YOUR TASK | Each line from the one that contains "For each instance of the woman's hand, imagine" to the end of the material must be set down exactly, and no line before it.

+++

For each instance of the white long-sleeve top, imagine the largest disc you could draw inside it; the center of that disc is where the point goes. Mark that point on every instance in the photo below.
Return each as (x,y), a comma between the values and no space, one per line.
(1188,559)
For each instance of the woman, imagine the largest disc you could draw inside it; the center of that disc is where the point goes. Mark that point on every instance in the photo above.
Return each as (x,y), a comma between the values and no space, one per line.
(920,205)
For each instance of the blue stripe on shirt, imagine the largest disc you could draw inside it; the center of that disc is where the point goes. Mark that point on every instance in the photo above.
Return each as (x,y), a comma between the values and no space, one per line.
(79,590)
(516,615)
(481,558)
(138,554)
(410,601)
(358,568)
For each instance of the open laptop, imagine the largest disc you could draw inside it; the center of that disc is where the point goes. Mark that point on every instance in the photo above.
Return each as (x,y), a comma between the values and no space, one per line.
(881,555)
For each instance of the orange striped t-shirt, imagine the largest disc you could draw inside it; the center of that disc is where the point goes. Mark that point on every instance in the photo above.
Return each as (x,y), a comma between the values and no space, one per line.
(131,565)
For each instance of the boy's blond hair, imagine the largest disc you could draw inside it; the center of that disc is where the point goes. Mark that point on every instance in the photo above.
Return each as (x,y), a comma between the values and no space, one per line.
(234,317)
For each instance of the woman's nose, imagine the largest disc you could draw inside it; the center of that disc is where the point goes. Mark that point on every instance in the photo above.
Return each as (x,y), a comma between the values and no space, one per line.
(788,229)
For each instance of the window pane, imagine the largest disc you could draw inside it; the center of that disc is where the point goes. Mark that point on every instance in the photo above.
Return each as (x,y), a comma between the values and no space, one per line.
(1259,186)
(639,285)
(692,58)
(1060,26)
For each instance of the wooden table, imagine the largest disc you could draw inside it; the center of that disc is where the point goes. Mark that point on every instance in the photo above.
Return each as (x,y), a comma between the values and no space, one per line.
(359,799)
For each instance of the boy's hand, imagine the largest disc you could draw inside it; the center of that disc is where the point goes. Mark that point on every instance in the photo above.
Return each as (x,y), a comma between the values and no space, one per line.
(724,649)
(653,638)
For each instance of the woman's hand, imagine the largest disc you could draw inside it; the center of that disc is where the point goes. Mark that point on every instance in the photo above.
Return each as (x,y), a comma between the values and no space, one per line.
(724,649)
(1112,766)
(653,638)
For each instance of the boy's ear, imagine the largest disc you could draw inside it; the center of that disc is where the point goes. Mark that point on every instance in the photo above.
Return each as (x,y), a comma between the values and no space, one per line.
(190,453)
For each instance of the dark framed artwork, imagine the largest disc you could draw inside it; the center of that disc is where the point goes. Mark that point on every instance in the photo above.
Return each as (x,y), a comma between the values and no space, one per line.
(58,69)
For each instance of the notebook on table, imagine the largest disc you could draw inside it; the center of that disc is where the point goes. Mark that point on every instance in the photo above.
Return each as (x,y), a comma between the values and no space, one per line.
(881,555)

+++

REPLY TO THE TASK |
For each instance of the woman's hand, imagine the largest disc you could draw inside it; the center of that disc is where the point goes. Mark that point on every instance in the photo above.
Return each as (x,y), a comma between the values and no space, one per line.
(724,649)
(1112,766)
(653,638)
For each instance of the boy's ear, imagine the largest disc you could draw inside it; the center of that disc is where the point goes. Mark that point on every instance in the photo above.
Return each as (x,y), a comma between the values and no space, one per line.
(190,453)
For each instance of the dark framed artwork, imagine the largest disc you could draw inside it; the center of that disc is where the point goes. Mark that point on every instance in the photo above.
Return each as (x,y), a comma between the values and no space, one per line.
(58,69)
For each instance of the notebook on table, imagine the largest disc you could draw inside it; the center of that disc is where the point goes. Mark that point on every instance in the photo above.
Return each as (x,y), a comma between the values and no space, one per line.
(881,555)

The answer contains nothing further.